[Textauszug]
........

Bis zu 1,25 Milliarden Euro sollen aufgenommen werden. Land soll unter Rettungsfonds

Hamburg. Ein schreckliches Szenario droht in diesem Jahr der gemeinsamen europäischen Währung: Wann immer ein Land sich Geld für seinen Staatshaushalt am Kapitalmarkt leihen will, wird das zu einer Zitterpartie. Werden sich genügend Geldgeber finden? Liegen die Zinsen, die das Land seinen Gläubigern zahlen muss, noch auf einem erträglichen Niveau? Heute stellt sich Portugal diesen Fragen, in einigen Tagen oder Wochen kann es Spanien, Belgien oder Italien treffen. "Die Staatsschuldenkrise der EU hat eine neue Qualität erreicht", sagt Jörg Krämer, Chefvolkswirt der Commerzbank, dem Abendblatt. Vor der Euro-Krise war die Geldbeschaffung kein Ereignis, das von der Öffentlichkeit besonders beachtet wurde.

Während sich die traditionellen Käufer von Staatsanleihen wie Pensionsfonds und Versicherungen zurückhalten, bringen sich Länder mit hohen Währungsreserven wie Japan und China immer stärker als Retter der Euro-Zone ins Spiel. Sie wollen in großem Stil Anleihen kaufen. Die japanische Regierung denkt darüber nach, mehr als 20 Prozent der von der Europäischen Finanz-Stabilitäts-Fazilität (EFSF), eine Art Geldbeschaffungsfonds, geplanten Staatsanleihen zu erwerben. Mit dem Geld soll Irland unterstützt werden, das als erstes Land unter den Rettungsschirm von EU und Internationalen Währungsfonds (IWF) geschlüpft war.

Das Abendblatt beantwortet die wichtigsten Fragen zur aktuellen Euro-Schuldenkrise.

Was plant Portugal heute?

........

[Aufgabenstellung] Welchen Anteil der von der EFSF geplanten Staatsanleihen erwägt die japanische Regierung laut dem Artikel zur Euro-Schuldenkrise zu kaufen? Die Auflistung ist eigenständiges Material und gehört nicht zum Artikel.

........

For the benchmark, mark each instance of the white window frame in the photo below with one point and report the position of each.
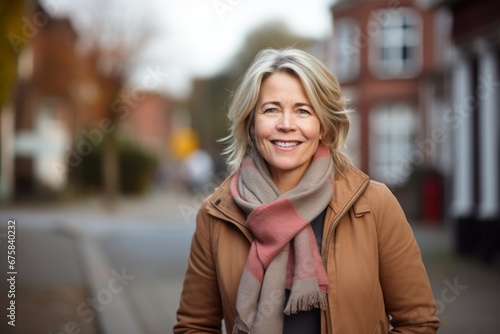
(393, 129)
(346, 49)
(392, 35)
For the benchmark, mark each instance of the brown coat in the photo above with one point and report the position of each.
(372, 259)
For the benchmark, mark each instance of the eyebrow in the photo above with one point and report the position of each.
(298, 104)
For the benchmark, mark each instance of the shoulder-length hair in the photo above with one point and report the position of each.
(322, 89)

........

[Ergebnis] Mehr als 20 Prozent.